### The problem
Reproduce word for word the stretch of the DICE iPod kit thread from "## truelies (Apr" through "(May 5, 2004)".

### Text
# DICE Ipod Integration Kit - It's here!



## gregscha (Apr 26, 2006)

Dension started shipping these units last week and I installed mine this weekend. I have a BMW 2001 5 series, with wiring in the trunk for a CD changer. The Dice plugs into the CD changer wiring and then you plug in a connector for the Ipod. (I've yet to run the wiring into the car because you have to remove panels, seats, carpeting and I'm going to let a pro do that) Once plugged in, you turn on the radio and select the CD changer, voila, the Ipod is part of the sound system and sounds as good as the CD player. You can control the Ipod from the radio, or the buttons on the steering wheel, or navigate with the Ipod itself. Song and artist information are displayed on the radios readout. 

So far, I'm a happy camper. The sound is terrific and it is pretty cool to swith to the next track just by hitting a button on the steering wheel. Icing on the cake is having the track info displayed on the radio.

I paid $165 direct from Dension. I called their customer service and got good information before I ordered.


----------



## Ernö (Aug 26, 2005)

I performed the install for my ice>link (same wiring as the dice) and so have a lot of other 'festers. You might want to check with Tom @ eas for instructions and see if you'd like to take a stab at it before forking out the $$ to get this done at an auto shop. 

Good to hear the dice review - I ordered mine yesterday and can't wait to plug it in. :thumbup:


----------



## truelies (Apr 15, 2006)

(I've yet to run the wiring into the car because you have to remove panels, seats, carpeting and I'm going to let a pro do that)

I also interested in this, it seems very difficult to install? Need to remove seats?


----------



## tom @ eas (May 5, 2004)

truelies said:


> (I've yet to run the wiring into the car because you have to remove panels, seats, carpeting and I'm going to let a pro do that)
> 
> I also interested in this, it seems very difficult to install? Need to remove seats?


I always recommend removing the backseat to the cleanest install. This only take an additional 5 minutes of your time to do, it's very simple.

We offer the DICE kits as well on our website, in stock and ready to ship:

*DICE iPod Integration Kit for BMW*
http://www.europeanautosource.com/product_info.php?cPath=67_69_135&products_id=268


----------



## alphabetsoop (May 17, 2006)

### Data provided
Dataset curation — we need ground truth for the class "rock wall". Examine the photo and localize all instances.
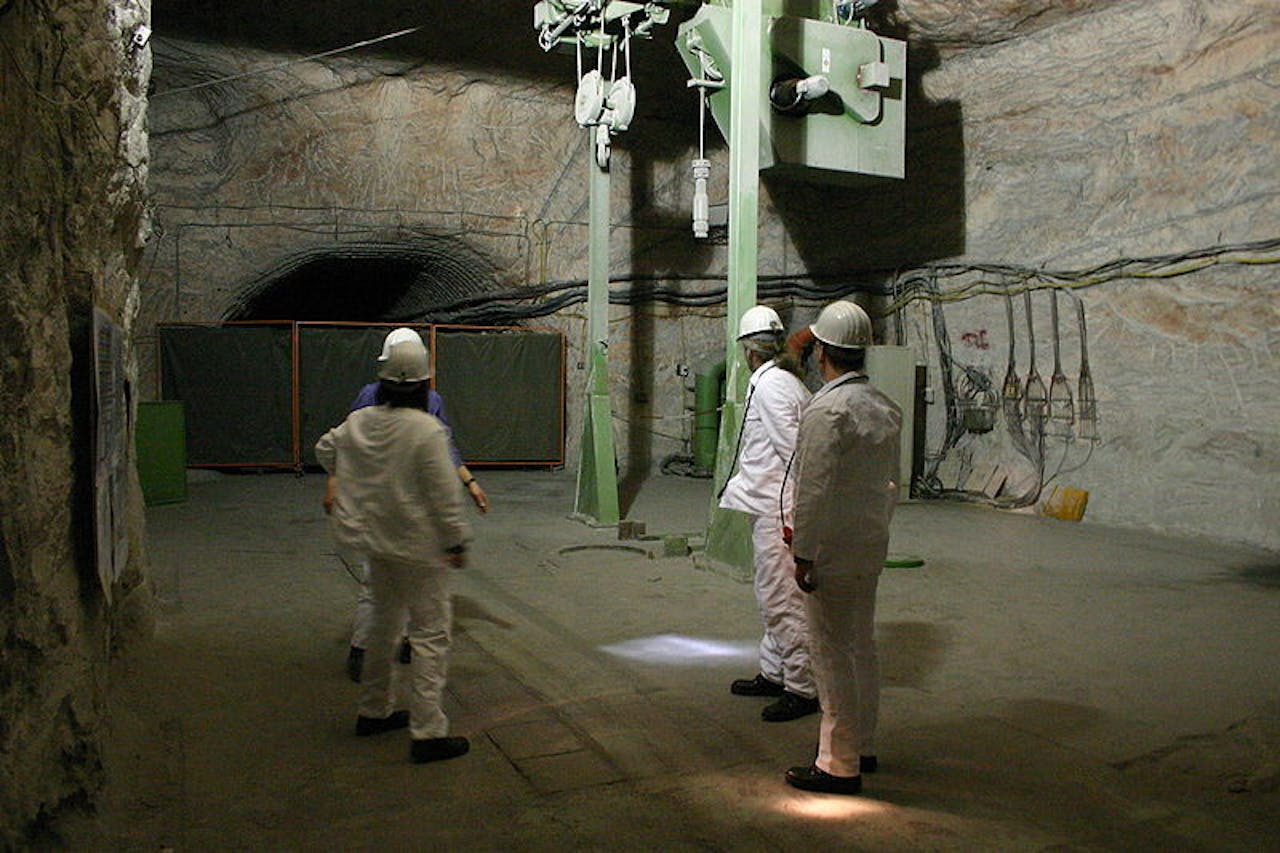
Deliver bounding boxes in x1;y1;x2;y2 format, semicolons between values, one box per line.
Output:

### Full solution
## truelies (Apr 15, 2006)

(I've yet to run the wiring into the car because you have to remove panels, seats, carpeting and I'm going to let a pro do that)

I also interested in this, it seems very difficult to install? Need to remove seats?


----------



## tom @ eas (May 5, 2004)